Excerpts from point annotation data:
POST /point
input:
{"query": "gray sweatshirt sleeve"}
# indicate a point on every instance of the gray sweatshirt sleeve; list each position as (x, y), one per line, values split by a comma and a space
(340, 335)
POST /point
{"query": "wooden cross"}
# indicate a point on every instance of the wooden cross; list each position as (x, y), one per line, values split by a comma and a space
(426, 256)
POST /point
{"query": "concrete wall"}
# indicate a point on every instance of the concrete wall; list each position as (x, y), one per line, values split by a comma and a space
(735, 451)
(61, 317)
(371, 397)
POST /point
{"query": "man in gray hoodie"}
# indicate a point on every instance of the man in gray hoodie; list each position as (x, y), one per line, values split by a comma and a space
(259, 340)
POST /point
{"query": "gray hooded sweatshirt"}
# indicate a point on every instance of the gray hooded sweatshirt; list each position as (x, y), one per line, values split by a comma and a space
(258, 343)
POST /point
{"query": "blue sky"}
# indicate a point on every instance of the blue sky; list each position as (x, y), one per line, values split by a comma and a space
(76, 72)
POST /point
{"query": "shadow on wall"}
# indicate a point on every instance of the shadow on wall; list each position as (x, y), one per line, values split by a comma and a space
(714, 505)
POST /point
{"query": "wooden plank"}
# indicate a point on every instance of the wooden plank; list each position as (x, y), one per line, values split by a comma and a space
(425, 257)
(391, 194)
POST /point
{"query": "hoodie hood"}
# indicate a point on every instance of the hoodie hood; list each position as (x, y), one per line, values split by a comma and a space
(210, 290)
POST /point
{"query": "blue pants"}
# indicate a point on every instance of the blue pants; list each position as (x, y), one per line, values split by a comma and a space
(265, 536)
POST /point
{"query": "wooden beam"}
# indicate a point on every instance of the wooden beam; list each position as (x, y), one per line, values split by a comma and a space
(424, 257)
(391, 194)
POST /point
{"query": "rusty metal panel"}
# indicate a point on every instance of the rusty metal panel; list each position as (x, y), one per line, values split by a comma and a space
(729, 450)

> Requirement
Retype every entry above, word for word.

> Answer for this exercise
POST /point
input:
{"query": "gray sweatshirt sleeve"}
# indicate a point on every instance of the gray sweatshirt sleeve; list each position as (x, y), one per line, values split by a comma and a space
(340, 335)
POST /point
{"query": "wooden cross"}
# indicate a point on every instance of the wooden cross; list each position as (x, y), one per line, values split by a comma and a space
(426, 256)
POST /point
{"query": "concrete wall"}
# indicate a point on every instance of the concrete wall; list each position as (x, y), one per line, values split by a comma and a space
(735, 451)
(61, 317)
(371, 397)
POST /point
{"query": "man in gray hoodie"}
# indicate a point on every instance of the man in gray hoodie; list each position as (x, y), one per line, values split by a comma and a space
(259, 340)
POST /point
{"query": "gray hooded sweatshirt"}
# indicate a point on every instance of the gray hooded sweatshirt; list each position as (x, y), one per line, values split by a comma and a space
(258, 343)
POST /point
{"query": "blue sky"}
# indicate a point on every instance of the blue sky; list each position as (x, y), one per line, values split by a comma and a space
(76, 72)
POST /point
{"query": "shadow on wall"}
# indicate a point on every instance of the shadow on wall; list each position as (x, y), one per line, values split by a comma and a space
(714, 505)
POST /point
{"query": "wooden plank"}
# indicate a point on every instance of the wooden plank; list each position as (x, y), one per line, values split by a comma and a space
(425, 257)
(391, 194)
POST /point
{"query": "hoodie hood"}
# indicate a point on every instance of the hoodie hood; list each position as (x, y), one per line, values split by a comma and a space
(210, 290)
POST /point
{"query": "blue pants"}
# indicate a point on every instance of the blue pants; list each position as (x, y), one per line, values split by a comma and a space
(265, 536)
POST /point
{"query": "wooden beam"}
# indicate a point on every instance of the wooden beam; list each position as (x, y), one per line, values split by a comma and a space
(424, 257)
(391, 194)
POST /point
{"query": "rusty metal panel"}
# indicate a point on every instance of the rusty metal panel; list each position as (x, y), one per line, values split by a comma and a space
(729, 450)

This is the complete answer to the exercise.